** To do **
Copy the stretch from the start of the records through the line containing "pixel 221 110", including that line, word for word.
____
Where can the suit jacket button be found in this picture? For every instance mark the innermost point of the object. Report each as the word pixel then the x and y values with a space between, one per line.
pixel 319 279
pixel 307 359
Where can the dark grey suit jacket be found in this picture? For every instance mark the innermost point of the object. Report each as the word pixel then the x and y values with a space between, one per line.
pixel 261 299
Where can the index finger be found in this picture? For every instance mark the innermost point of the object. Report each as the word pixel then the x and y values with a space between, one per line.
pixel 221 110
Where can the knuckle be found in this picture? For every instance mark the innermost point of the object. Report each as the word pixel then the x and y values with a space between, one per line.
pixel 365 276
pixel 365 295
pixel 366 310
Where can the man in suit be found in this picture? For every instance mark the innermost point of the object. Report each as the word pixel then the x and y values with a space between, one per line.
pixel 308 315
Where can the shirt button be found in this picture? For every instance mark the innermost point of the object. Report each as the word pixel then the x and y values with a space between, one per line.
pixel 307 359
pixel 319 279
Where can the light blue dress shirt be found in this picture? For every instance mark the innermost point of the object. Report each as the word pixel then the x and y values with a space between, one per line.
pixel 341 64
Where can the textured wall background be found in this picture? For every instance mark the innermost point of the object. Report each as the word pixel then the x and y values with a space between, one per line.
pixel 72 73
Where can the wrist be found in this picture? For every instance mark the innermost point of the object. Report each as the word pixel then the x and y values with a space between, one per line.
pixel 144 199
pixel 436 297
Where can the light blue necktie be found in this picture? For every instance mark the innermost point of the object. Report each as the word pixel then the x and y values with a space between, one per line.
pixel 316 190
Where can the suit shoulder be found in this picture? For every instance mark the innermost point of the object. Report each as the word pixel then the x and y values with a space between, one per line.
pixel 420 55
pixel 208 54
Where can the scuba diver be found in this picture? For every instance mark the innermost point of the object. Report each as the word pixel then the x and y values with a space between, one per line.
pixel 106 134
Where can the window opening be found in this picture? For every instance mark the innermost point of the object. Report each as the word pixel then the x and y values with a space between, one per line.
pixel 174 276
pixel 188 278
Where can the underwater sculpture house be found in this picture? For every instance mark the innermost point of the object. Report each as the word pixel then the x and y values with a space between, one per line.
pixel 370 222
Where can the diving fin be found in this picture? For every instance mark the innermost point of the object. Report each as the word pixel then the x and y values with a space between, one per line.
____
** Answer to this exercise **
Where can the suit jacket button be found in this picture? For every instance mark the innermost point of the object. Report each as the word pixel then the x and y values with a space between, one per line.
pixel 319 279
pixel 307 359
Where can the dark grey suit jacket be found in this picture? For every instance mark the innermost point of the object. Report each as the word pixel then the x and y values with a space between, one per line.
pixel 261 299
Where can the index finger be found in this picture? For every instance mark the innermost point of the object. Report each as the word pixel then the x and y values with a space between, one per line.
pixel 221 110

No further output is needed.